[Extracted data entries]
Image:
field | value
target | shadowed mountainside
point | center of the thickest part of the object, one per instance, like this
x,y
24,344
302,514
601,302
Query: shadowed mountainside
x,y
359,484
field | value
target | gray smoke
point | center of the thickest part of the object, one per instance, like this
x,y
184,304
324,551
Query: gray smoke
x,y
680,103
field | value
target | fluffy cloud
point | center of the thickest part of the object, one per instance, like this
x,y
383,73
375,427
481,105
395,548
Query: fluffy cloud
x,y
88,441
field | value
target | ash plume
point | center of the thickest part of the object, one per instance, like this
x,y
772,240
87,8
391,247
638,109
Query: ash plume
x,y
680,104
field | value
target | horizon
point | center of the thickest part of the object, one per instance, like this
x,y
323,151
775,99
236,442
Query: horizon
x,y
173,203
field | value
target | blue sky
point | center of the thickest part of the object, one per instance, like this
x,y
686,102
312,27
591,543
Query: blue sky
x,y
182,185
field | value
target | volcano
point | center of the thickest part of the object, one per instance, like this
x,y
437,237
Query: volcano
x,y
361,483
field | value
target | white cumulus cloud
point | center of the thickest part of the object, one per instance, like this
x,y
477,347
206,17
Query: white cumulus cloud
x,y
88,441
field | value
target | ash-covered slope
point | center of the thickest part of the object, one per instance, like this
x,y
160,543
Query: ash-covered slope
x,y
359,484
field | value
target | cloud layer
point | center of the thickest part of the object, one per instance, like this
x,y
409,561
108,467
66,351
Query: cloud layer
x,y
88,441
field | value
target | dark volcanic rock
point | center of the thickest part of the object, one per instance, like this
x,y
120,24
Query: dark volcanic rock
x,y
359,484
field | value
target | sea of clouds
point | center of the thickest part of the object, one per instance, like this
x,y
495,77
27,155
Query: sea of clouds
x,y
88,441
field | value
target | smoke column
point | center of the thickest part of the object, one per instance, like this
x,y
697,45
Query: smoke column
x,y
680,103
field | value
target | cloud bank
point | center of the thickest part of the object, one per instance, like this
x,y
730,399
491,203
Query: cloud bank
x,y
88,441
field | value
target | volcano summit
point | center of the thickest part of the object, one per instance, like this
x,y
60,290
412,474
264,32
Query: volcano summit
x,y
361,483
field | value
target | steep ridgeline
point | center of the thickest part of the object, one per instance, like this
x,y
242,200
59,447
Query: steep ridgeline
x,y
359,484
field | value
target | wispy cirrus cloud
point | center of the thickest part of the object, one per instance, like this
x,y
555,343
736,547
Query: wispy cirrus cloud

▶ YOUR GOAL
Return each entry from above without altering a single character.

▶ SOLUTION
Image:
field | value
target | shadowed mountainside
point | center of the thickest part of the object, one per instance, like this
x,y
24,344
302,514
601,302
Query: shadowed mountainside
x,y
359,484
field | value
target | gray smoke
point | center of the thickest part of the object, one per instance, like this
x,y
184,304
324,551
Query: gray smoke
x,y
680,103
field | value
target | fluffy cloud
point | center of the thickest part of the object, one per instance, like this
x,y
383,73
375,427
481,105
395,548
Query: fluffy cloud
x,y
88,441
field | value
target | ash plume
point | center of the thickest part of the object, one per instance, like this
x,y
772,240
87,8
391,247
638,109
Query: ash plume
x,y
680,104
field | value
target | horizon
point | center of the thickest part of the object, one per instance, like this
x,y
323,151
775,99
236,442
Query: horizon
x,y
173,203
field | value
target | blue sky
point | center of the thickest part of the object, one per instance, like this
x,y
686,102
312,27
591,543
Query: blue sky
x,y
182,185
field | value
target | volcano
point | center of the thickest part of the object, one per instance, like this
x,y
437,237
Query: volcano
x,y
361,483
field | value
target | white cumulus cloud
point | center of the thickest part of the object, one per instance, like this
x,y
477,347
206,17
Query: white cumulus cloud
x,y
88,441
field | value
target | ash-covered slope
point | center of the thickest part of the object, one per instance, like this
x,y
160,543
Query: ash-covered slope
x,y
359,484
field | value
target | cloud layer
point | center of the thickest part of the object, one per instance, like this
x,y
409,561
108,467
66,351
Query: cloud layer
x,y
88,441
field | value
target | dark volcanic rock
point | center of the thickest part of the object, one per instance, like this
x,y
120,24
Query: dark volcanic rock
x,y
359,484
field | value
target | sea of clouds
point | center of the thickest part of the object, one per instance, like this
x,y
495,77
27,155
Query: sea of clouds
x,y
88,441
field | value
target | smoke column
point | center of the thickest part of the object, one per instance, like this
x,y
697,45
Query: smoke column
x,y
680,103
field | value
target | cloud bank
point | center of the thickest part of the object, one per instance, like this
x,y
730,399
491,203
Query: cloud bank
x,y
88,441
field | value
target | volcano summit
point | center of the thickest part of the object, one per instance, like this
x,y
60,290
412,474
264,32
Query: volcano summit
x,y
361,483
field | value
target | steep ridgeline
point | center of the thickest part of the object, one per instance, like this
x,y
242,200
59,447
Query: steep ridgeline
x,y
359,484
field | value
target | wispy cirrus cloud
point | center of the thickest part of the object, one per instance, like this
x,y
555,343
736,547
Query: wispy cirrus cloud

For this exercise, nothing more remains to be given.